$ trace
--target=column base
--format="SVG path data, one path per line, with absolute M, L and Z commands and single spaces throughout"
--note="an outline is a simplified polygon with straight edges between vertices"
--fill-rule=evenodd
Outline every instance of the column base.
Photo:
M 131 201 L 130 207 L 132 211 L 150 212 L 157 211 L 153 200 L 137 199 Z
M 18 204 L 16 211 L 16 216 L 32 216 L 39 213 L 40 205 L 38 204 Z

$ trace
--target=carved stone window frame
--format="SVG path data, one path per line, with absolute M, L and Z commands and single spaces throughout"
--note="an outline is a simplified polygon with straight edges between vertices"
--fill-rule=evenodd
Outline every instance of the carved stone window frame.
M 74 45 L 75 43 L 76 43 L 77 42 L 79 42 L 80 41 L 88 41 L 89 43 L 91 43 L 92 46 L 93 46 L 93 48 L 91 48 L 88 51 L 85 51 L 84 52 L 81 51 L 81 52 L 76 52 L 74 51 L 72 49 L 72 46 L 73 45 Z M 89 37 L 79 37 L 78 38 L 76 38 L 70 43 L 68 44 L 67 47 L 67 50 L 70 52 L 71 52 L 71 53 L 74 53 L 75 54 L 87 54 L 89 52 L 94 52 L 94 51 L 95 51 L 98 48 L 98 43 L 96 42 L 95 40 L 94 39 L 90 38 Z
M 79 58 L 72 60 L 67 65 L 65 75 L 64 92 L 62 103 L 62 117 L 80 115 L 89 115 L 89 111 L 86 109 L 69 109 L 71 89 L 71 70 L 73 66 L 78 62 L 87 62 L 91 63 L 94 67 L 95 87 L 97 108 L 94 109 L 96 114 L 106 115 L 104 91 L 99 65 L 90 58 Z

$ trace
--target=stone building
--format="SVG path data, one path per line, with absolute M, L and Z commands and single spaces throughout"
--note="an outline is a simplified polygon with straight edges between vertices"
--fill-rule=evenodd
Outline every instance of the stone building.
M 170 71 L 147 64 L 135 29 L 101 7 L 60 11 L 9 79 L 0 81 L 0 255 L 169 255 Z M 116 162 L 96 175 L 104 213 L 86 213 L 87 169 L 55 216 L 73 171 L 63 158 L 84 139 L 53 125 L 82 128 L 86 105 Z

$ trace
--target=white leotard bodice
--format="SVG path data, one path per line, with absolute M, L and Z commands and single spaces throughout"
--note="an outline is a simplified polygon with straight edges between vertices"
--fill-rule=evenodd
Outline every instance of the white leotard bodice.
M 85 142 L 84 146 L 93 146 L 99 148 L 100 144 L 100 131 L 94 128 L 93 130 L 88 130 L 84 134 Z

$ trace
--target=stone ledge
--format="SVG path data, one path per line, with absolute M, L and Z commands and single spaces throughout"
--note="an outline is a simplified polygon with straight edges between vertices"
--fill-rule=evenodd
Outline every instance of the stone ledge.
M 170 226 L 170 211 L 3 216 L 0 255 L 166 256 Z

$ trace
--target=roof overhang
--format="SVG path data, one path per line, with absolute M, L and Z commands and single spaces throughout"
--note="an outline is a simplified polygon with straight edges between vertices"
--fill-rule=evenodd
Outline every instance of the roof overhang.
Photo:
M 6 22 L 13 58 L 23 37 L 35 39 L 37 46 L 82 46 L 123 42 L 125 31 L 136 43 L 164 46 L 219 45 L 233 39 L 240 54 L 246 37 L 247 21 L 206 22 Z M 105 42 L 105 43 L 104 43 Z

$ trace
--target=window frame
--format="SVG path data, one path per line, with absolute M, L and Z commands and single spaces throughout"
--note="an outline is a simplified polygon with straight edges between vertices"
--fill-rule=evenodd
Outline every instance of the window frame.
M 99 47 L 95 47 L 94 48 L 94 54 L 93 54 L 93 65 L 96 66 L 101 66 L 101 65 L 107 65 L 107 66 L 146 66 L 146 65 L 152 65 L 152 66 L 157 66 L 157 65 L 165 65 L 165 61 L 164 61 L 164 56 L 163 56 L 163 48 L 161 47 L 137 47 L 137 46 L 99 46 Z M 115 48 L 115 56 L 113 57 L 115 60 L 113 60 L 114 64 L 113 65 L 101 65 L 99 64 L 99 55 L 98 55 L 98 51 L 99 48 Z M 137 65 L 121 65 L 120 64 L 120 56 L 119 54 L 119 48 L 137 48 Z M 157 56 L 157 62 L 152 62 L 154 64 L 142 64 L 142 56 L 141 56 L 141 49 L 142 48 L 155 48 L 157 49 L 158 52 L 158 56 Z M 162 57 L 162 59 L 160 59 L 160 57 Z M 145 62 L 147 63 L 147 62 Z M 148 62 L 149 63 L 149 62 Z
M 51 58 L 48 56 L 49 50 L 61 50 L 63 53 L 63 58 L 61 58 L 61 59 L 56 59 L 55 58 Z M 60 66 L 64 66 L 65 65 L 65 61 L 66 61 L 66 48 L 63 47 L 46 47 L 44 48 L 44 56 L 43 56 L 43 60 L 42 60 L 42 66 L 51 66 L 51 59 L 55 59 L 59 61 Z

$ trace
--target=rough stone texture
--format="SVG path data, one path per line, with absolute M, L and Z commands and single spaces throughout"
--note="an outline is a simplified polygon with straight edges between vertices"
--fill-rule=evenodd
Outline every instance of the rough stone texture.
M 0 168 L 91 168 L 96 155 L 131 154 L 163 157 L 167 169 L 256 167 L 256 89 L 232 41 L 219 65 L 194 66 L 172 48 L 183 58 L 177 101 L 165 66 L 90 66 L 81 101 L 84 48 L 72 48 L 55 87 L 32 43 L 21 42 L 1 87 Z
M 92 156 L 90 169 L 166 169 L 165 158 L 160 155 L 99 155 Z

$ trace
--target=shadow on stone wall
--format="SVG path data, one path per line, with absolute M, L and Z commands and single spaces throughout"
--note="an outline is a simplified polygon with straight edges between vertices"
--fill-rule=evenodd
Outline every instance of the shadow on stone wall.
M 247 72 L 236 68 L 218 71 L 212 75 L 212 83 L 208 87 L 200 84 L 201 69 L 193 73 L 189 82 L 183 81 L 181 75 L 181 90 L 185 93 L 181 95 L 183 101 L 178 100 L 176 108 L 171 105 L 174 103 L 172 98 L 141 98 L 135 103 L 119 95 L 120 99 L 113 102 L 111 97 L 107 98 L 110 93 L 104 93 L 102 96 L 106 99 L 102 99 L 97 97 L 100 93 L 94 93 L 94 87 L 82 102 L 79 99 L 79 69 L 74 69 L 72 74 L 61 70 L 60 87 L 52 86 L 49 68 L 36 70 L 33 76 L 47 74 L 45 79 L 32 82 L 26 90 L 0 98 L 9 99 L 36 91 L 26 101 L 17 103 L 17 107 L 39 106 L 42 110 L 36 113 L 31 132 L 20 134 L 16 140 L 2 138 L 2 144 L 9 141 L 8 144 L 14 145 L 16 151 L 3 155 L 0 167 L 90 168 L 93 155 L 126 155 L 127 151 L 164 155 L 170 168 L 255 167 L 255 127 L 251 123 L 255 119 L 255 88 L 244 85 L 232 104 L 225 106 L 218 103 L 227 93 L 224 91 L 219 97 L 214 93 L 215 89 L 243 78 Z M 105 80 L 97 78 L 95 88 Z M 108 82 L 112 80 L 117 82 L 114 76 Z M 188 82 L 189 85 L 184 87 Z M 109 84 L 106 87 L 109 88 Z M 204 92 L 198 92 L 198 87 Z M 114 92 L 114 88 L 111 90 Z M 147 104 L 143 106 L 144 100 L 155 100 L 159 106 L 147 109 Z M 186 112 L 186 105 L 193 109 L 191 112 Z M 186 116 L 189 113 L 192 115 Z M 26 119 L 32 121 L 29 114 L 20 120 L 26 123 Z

=======

**What you are asked to do**. Can you reproduce the listing from its first line through the line containing "M 79 58 L 72", inclusive, with every "carved stone window frame" swapped for "stone window surround" and all else left as it is?

**Solution**.
$ trace
--target=column base
--format="SVG path data, one path per line, with absolute M, L and Z commands and single spaces throughout"
--note="an outline is a simplified polygon with straight edges between vertices"
--fill-rule=evenodd
Outline every instance of the column base.
Photo:
M 131 201 L 130 207 L 132 211 L 150 212 L 157 211 L 153 200 L 137 199 Z
M 18 204 L 16 211 L 16 216 L 32 216 L 39 213 L 40 205 L 38 204 Z

$ trace
--target=stone window surround
--format="SVG path data, one path per line, with absolute M, L and Z commands and single spaces throughout"
--note="an outline is a simplified polygon with straight edges between vertices"
--fill-rule=evenodd
Outline every instance of the stone window surround.
M 74 45 L 75 43 L 76 43 L 77 42 L 79 42 L 80 41 L 88 41 L 89 43 L 91 43 L 92 46 L 93 46 L 93 48 L 91 48 L 88 51 L 85 51 L 84 52 L 81 51 L 81 52 L 76 52 L 74 51 L 72 49 L 72 46 L 73 45 Z M 89 37 L 79 37 L 78 38 L 76 38 L 70 43 L 68 44 L 67 47 L 67 50 L 70 52 L 71 52 L 71 53 L 74 53 L 75 54 L 87 54 L 89 52 L 94 52 L 94 51 L 95 51 L 98 48 L 98 43 L 96 42 L 95 40 L 94 39 L 90 38 Z
M 79 58 L 72 60 L 67 65 L 65 75 L 64 92 L 62 103 L 62 117 L 80 115 L 89 115 L 89 111 L 86 109 L 69 109 L 71 89 L 71 70 L 73 66 L 78 62 L 87 62 L 91 63 L 94 67 L 95 87 L 97 108 L 94 109 L 96 114 L 106 115 L 104 91 L 99 65 L 90 58 Z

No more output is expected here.